_WORK INSTRUCTIONS:_ Return every line of the listing below that contains the word "trunk", treating uppercase and lowercase as different.

_INPUT RECORDS:_
============================================================

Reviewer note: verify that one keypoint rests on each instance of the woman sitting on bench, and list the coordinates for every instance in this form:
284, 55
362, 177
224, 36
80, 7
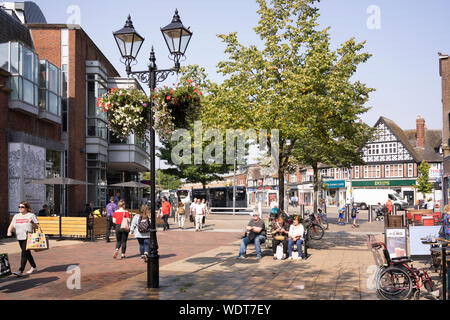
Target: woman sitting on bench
296, 232
280, 233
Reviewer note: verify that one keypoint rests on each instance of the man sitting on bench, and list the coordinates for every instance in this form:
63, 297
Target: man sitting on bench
296, 232
256, 232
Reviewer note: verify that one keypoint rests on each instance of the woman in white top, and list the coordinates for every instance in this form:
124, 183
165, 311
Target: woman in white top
24, 222
296, 236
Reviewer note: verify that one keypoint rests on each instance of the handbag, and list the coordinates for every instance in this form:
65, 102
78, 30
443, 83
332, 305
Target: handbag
5, 267
37, 241
125, 225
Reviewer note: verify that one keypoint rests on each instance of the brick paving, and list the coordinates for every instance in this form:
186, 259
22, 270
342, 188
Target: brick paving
198, 266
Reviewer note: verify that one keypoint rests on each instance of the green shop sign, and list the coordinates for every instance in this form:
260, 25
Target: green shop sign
335, 184
383, 183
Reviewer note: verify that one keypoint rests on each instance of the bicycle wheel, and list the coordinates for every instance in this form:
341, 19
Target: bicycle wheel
316, 231
394, 283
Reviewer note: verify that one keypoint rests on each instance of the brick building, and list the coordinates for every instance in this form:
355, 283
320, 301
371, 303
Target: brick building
30, 125
69, 73
444, 72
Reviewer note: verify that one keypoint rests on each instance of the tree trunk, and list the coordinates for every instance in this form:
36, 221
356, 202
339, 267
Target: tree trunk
280, 188
316, 186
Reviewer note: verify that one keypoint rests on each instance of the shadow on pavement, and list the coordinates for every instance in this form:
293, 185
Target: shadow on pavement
26, 284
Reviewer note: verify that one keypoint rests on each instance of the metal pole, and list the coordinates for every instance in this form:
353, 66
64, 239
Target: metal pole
234, 179
153, 259
444, 272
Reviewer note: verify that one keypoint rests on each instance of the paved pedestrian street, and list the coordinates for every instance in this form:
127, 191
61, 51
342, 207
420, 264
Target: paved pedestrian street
203, 265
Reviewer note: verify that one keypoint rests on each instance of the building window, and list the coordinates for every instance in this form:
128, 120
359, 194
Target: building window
23, 64
50, 88
372, 171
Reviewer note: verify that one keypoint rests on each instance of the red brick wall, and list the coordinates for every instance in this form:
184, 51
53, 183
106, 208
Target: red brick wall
81, 48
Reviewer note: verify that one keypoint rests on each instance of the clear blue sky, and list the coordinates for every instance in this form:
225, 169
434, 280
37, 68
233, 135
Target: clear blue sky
404, 68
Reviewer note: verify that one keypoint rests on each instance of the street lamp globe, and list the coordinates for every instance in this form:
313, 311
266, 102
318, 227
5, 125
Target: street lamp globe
177, 38
128, 41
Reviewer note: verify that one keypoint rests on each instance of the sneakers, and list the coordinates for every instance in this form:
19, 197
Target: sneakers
31, 270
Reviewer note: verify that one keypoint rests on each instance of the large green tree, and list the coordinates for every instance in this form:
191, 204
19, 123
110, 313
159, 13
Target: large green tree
295, 83
424, 185
192, 171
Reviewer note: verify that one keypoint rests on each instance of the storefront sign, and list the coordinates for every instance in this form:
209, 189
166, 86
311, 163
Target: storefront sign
396, 240
416, 233
335, 184
383, 183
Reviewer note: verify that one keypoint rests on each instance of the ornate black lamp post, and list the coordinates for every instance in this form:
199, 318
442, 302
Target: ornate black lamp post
177, 38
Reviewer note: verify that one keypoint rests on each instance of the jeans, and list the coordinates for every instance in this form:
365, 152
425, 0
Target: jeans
26, 256
144, 245
166, 222
121, 239
109, 226
299, 247
258, 241
181, 219
198, 221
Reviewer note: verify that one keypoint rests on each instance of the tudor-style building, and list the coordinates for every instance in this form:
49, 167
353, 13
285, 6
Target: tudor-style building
391, 161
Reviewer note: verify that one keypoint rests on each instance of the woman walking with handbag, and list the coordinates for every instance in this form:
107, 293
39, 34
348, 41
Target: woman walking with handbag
121, 219
140, 228
22, 223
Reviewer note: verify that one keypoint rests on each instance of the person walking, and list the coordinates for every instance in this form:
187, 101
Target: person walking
111, 207
23, 222
389, 206
181, 213
199, 212
121, 233
140, 228
192, 210
165, 210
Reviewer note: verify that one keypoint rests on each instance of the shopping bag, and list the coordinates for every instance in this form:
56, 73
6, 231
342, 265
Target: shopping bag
5, 267
37, 241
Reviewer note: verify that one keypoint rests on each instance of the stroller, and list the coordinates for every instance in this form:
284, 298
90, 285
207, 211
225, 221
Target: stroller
380, 213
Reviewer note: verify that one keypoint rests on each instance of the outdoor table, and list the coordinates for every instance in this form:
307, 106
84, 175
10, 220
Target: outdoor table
443, 243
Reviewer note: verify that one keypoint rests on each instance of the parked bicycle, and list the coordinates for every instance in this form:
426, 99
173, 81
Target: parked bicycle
322, 219
313, 228
395, 278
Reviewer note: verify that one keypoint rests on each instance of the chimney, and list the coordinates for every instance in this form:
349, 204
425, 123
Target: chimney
420, 132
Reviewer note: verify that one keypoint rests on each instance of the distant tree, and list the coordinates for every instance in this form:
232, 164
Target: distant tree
424, 185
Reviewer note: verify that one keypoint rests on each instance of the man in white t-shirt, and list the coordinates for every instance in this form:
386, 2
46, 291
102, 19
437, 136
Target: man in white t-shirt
199, 210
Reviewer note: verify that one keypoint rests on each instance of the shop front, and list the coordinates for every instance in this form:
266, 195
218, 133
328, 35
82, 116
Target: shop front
336, 193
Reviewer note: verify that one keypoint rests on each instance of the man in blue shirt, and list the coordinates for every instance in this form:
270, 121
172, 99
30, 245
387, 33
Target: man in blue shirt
111, 207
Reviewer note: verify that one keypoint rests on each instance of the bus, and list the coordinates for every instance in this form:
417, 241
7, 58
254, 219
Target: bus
222, 197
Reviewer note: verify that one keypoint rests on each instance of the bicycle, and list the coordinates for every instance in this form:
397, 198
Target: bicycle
322, 219
314, 230
395, 279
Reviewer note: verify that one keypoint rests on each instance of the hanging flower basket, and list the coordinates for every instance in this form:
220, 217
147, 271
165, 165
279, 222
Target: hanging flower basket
128, 110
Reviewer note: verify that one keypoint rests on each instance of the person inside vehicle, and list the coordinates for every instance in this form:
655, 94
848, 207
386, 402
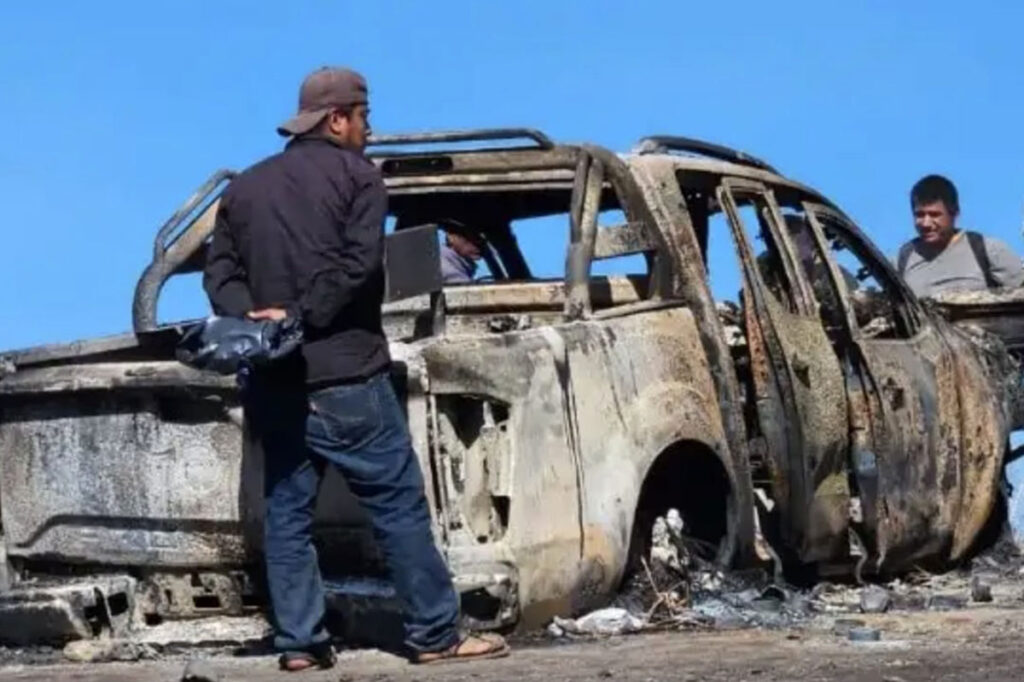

============================================================

_ANSWER TO THE PROBLEM:_
Reviewer note: verify that one keypoint rests on each instance of the tree trunk, and list the coordinates for every instance in this form:
Target: tree trunk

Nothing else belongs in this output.